---------- Task material ----------
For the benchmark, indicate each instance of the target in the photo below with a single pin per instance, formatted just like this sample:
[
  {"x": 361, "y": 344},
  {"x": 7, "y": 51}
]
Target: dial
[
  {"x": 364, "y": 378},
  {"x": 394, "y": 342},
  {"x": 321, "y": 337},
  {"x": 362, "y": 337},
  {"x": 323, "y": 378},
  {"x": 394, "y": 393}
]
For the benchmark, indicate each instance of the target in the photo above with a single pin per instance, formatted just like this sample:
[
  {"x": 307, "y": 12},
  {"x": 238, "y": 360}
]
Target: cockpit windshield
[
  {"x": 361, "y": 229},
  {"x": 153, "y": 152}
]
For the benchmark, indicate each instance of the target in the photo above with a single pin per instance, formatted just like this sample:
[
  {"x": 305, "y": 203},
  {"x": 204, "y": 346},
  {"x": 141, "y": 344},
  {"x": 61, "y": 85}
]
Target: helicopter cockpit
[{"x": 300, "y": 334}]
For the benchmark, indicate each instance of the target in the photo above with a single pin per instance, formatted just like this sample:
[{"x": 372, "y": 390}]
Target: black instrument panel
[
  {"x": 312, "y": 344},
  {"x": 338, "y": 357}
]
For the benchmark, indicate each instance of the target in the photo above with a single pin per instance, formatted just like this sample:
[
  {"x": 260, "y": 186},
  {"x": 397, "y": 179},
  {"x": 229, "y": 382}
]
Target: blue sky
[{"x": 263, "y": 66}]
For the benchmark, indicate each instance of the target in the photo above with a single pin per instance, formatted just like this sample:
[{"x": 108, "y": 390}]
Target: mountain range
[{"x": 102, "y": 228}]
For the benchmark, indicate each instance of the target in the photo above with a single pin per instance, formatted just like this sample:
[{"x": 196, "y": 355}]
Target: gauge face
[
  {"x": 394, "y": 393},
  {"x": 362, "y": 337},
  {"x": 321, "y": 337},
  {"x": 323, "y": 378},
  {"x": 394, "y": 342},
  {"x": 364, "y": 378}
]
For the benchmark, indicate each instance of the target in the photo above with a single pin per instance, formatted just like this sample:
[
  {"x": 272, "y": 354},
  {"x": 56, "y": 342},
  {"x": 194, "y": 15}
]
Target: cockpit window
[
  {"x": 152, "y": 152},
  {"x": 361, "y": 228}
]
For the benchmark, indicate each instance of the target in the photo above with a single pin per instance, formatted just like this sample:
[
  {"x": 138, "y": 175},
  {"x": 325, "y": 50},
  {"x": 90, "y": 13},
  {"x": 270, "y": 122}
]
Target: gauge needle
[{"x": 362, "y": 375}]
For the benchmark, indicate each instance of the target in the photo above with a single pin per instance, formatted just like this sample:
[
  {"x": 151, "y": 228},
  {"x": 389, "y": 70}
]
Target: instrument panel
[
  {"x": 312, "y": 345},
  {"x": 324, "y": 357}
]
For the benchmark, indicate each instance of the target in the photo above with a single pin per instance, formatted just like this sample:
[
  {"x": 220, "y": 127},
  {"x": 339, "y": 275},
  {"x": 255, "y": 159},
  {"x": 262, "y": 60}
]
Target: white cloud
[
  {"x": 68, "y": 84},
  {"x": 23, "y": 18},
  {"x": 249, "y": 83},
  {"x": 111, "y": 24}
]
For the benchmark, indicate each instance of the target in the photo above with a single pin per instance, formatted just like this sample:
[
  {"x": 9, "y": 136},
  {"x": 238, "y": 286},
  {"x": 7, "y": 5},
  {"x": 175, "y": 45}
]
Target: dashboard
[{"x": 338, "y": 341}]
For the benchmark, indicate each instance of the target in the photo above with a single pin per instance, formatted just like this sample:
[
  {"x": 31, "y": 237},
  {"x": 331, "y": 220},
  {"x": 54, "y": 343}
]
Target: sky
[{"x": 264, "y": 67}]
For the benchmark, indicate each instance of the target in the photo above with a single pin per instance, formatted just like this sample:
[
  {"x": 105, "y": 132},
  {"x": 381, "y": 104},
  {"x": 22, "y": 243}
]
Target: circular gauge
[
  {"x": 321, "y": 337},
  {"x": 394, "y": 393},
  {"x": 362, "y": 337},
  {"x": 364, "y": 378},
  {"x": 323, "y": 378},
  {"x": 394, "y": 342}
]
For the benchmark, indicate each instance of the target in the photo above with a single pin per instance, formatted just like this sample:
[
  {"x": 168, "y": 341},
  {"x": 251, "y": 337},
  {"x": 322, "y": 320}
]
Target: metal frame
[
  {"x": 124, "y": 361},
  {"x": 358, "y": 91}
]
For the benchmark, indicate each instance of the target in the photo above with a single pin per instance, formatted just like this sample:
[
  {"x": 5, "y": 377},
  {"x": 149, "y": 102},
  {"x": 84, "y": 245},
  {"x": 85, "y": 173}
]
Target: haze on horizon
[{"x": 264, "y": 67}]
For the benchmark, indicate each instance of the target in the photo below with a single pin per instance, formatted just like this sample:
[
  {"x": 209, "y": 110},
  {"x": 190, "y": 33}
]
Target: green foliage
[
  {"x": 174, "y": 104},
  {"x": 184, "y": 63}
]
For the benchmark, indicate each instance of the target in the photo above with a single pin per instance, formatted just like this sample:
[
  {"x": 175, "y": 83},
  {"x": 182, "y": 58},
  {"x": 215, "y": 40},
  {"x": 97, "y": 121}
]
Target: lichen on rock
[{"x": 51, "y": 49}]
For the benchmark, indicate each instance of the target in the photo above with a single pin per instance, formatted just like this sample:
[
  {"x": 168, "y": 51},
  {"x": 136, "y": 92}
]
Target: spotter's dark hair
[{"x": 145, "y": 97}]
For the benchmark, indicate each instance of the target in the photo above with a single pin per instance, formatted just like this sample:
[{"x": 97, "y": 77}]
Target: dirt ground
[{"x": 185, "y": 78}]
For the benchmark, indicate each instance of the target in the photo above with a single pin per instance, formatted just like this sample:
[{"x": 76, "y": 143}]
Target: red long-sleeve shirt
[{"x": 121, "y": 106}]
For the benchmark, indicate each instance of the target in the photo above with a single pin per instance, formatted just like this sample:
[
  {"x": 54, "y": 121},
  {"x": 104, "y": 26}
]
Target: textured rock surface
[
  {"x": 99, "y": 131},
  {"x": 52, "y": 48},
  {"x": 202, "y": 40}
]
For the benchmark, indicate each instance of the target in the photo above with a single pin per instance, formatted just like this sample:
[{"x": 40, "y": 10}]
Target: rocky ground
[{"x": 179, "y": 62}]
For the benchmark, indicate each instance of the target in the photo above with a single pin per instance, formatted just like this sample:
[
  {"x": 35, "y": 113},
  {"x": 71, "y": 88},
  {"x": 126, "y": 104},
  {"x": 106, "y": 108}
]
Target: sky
----------
> [Set problem] Count the lines in the data above that contain the string "instrument" and reply with the number only.

> [Exercise result] 2